%%
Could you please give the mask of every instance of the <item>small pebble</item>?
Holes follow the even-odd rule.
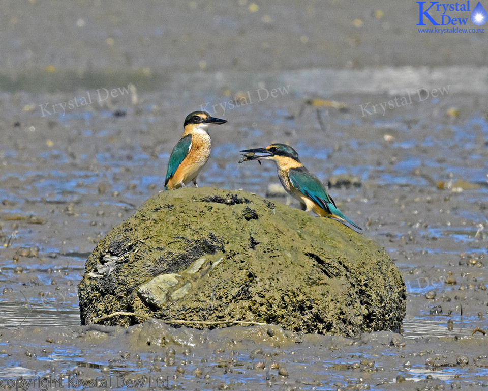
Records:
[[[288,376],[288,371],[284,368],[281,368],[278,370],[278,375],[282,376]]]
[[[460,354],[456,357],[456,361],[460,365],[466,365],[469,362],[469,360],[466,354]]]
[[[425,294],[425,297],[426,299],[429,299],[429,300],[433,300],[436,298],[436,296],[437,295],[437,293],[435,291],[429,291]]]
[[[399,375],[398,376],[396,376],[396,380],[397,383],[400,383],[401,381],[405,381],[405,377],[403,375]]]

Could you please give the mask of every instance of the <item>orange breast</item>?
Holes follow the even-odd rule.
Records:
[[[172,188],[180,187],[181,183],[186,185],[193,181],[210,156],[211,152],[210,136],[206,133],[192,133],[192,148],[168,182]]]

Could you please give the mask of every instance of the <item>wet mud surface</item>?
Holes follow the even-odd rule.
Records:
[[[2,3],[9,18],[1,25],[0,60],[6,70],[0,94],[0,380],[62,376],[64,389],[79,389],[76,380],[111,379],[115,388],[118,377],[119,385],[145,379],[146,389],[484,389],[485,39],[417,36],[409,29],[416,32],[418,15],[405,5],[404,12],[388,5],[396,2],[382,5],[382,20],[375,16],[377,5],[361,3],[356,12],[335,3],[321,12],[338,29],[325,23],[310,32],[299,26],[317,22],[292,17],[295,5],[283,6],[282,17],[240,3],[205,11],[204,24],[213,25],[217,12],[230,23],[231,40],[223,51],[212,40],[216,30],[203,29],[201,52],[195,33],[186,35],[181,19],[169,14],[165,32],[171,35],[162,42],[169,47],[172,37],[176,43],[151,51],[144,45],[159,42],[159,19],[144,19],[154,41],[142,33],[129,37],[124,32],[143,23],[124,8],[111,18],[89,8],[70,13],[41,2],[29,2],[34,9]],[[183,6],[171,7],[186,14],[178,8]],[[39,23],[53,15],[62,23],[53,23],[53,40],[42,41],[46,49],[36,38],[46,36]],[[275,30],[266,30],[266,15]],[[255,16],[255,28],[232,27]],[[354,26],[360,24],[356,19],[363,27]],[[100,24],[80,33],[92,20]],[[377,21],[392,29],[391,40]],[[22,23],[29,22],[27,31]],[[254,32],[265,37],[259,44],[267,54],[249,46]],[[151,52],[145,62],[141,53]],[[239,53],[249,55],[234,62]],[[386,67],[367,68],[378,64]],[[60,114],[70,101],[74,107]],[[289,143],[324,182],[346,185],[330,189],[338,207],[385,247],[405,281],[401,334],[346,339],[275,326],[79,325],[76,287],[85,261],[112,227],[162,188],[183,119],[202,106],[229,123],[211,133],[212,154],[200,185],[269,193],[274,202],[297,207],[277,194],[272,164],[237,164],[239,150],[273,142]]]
%%
> [PROBLEM REQUIREMENTS] Please report each line in the entries above that contains the word "instance", with uppercase and lowercase treated as different.

> [RESULT FOR THIS TASK]
Could you please give the mask of every instance of the <item>small pebble</item>?
Could you please give the mask of every instance of the <item>orange breast</item>?
Could you please give the mask of every instance of the <item>wet mud surface</item>?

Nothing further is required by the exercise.